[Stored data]
▬▬▬

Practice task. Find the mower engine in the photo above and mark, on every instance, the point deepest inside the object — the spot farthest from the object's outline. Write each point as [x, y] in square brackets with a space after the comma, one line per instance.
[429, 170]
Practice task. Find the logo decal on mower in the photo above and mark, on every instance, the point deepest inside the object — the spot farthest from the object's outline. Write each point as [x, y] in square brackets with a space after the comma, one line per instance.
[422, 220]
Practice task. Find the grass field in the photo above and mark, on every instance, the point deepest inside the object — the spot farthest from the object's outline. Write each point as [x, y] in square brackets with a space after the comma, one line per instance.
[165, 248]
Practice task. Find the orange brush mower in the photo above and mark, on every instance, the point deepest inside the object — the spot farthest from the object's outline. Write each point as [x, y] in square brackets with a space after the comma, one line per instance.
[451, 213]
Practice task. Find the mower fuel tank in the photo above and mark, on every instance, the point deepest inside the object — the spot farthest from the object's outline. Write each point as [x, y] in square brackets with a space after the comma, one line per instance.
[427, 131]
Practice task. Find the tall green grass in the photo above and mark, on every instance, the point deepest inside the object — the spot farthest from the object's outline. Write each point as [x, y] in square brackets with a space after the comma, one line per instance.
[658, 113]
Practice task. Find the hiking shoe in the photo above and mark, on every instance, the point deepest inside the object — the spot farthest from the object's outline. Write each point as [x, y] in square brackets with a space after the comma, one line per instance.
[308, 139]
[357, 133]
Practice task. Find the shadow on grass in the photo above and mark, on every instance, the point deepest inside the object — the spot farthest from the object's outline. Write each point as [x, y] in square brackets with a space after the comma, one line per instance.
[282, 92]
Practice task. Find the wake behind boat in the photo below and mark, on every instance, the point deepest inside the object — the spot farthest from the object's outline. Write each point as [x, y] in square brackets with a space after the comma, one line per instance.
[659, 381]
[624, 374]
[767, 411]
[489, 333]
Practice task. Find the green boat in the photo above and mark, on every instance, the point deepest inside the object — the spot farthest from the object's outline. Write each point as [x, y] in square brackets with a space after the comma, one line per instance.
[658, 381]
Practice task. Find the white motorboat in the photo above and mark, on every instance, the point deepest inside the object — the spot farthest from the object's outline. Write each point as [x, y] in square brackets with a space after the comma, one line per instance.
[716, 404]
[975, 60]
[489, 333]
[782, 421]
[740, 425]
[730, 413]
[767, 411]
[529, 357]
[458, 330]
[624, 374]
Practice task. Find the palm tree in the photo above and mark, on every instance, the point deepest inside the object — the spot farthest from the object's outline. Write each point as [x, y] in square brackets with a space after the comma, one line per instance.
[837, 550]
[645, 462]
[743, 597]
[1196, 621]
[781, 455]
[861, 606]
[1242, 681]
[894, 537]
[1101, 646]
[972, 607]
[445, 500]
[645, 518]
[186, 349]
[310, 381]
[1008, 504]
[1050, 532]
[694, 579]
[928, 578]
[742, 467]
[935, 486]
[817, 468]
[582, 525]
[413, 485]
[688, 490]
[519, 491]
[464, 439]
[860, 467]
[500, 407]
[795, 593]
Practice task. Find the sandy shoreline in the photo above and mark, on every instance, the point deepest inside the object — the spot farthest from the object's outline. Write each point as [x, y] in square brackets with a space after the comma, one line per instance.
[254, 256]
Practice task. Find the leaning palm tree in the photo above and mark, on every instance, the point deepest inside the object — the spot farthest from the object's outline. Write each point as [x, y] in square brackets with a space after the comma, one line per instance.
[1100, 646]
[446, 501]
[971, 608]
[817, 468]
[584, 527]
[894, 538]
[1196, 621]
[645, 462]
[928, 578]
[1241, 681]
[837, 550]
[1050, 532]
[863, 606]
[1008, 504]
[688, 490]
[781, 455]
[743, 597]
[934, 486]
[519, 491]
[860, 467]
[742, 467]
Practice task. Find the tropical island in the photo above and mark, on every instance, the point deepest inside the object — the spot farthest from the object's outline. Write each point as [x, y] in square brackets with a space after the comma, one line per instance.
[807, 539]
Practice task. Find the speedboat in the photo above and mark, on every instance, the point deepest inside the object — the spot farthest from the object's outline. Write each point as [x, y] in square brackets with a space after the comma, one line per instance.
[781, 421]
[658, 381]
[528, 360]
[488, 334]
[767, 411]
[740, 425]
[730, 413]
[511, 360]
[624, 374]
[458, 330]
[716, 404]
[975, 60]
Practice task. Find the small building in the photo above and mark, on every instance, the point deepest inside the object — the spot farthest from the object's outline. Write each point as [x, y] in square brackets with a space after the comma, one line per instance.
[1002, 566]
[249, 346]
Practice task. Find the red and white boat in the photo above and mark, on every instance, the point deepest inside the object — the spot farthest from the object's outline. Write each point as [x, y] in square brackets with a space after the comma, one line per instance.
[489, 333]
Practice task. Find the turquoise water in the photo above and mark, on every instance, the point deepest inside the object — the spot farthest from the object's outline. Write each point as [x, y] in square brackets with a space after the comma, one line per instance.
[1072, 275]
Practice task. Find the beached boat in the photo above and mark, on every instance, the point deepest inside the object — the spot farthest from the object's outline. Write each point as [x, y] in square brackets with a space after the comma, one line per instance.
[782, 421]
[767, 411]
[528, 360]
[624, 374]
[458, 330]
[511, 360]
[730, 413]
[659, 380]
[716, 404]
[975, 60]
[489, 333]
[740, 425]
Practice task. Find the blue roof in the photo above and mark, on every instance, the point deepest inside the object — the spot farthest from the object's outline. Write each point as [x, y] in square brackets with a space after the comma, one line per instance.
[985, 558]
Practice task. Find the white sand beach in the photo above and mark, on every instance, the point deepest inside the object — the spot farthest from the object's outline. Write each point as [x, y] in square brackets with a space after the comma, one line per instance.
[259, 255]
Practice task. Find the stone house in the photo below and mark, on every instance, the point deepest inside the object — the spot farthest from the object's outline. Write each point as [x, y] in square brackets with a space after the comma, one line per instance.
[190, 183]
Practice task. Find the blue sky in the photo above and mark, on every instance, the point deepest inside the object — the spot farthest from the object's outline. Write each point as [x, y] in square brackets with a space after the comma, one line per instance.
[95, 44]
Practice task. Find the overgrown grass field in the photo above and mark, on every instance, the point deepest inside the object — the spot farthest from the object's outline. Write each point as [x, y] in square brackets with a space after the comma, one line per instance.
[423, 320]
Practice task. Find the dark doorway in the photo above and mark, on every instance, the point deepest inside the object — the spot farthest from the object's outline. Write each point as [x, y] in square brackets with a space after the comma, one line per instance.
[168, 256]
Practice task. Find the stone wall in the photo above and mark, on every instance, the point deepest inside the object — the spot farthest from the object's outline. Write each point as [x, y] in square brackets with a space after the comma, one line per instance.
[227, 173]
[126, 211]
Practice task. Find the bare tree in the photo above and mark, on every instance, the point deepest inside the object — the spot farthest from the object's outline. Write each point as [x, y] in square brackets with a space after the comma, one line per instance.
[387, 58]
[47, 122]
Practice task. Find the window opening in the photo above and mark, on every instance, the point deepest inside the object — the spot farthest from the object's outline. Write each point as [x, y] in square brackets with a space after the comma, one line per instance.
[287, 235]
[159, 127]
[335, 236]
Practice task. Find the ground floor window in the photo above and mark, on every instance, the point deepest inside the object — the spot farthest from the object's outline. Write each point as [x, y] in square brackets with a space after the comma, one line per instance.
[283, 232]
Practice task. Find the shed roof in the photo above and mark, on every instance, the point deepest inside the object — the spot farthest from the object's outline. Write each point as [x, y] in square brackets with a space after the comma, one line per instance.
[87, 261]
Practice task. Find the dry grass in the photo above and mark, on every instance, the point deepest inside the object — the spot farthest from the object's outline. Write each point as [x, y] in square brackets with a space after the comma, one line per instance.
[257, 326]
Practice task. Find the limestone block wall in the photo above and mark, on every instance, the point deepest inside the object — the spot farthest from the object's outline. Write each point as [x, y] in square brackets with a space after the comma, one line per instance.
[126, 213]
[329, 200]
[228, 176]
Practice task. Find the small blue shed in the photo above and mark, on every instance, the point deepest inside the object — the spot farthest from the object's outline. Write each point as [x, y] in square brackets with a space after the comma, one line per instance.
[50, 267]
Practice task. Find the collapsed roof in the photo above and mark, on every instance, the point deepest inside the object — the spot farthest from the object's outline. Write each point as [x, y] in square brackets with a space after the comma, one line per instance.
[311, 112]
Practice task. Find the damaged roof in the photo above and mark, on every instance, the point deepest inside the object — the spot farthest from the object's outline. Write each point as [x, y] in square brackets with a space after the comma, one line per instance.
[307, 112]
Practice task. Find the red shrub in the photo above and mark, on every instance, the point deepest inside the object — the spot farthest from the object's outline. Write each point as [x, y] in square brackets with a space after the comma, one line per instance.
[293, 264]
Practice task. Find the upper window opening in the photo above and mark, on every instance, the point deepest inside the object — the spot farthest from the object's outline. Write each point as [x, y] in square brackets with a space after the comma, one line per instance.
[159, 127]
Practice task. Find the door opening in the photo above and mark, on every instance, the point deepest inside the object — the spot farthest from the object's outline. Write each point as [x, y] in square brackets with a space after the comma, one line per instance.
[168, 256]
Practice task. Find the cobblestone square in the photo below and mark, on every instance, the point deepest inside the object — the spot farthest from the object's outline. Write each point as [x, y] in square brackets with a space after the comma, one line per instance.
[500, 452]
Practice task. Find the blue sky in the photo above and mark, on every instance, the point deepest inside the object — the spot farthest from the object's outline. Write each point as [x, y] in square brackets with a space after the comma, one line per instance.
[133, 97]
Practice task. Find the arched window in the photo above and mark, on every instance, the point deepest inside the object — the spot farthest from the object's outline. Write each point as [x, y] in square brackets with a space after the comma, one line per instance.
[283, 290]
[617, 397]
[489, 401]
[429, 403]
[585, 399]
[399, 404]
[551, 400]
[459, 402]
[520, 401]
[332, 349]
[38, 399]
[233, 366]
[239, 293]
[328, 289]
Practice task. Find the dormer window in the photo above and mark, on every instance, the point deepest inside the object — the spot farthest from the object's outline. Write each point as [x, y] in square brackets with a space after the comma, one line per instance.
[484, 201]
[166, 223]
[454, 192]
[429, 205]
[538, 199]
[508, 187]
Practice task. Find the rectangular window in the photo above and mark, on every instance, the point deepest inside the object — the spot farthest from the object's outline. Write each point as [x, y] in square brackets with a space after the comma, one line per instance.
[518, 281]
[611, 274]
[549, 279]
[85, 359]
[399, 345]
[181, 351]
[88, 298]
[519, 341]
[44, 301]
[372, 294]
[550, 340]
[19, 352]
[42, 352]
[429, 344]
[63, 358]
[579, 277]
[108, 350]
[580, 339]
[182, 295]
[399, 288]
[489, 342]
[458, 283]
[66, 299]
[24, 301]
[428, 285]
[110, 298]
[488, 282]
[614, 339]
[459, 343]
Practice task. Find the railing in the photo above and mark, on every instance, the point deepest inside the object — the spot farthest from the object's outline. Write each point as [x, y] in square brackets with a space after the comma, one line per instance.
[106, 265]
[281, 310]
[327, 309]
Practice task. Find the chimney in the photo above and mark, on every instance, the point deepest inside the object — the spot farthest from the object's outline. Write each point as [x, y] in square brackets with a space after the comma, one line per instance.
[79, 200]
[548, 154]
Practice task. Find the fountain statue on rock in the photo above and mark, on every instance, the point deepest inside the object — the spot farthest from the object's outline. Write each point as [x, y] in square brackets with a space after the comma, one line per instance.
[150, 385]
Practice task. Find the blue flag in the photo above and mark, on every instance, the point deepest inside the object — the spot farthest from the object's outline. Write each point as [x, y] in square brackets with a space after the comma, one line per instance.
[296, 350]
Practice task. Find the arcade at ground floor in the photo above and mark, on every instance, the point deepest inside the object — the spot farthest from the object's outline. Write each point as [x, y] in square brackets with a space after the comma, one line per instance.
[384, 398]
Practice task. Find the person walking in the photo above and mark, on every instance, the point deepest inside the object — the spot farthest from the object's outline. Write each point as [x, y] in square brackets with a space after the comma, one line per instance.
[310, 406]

▬▬▬

§ AIM OF THE EXERCISE
After locating the line with "Practice task. Find the fountain", output that line and every later one exactly, through the end of the entries above.

§ RESPONSE
Practice task. Find the fountain statue on rock in the photo above and mark, on every instance, the point deepest inside the object — the spot farthest from the object's outline. Write each point as [x, y] in square brackets with a space after the comma, one line per instance.
[150, 385]
Practice task. Find the blue flag in the photo above and mark, on every instance, the point deepest inside the object — the spot farthest from the object's outline. Write each point as [x, y] in square brackets with a space after the comma, one line per instance.
[296, 350]
Practice task. Find the arcade at ground floor in the photo above and mark, on every instance, the point deepest inside the object — the spot farthest from the object's outline. Write each point as [x, y] in square brackets with a space after the comma, one line per instance.
[384, 398]
Practice task. Find the person walking in the photo above and mark, on every instance, the point deepest inside the object — the spot farthest from the object's outline. Write each point as [x, y] in square brackets with a space after the comma, one line per instance.
[310, 406]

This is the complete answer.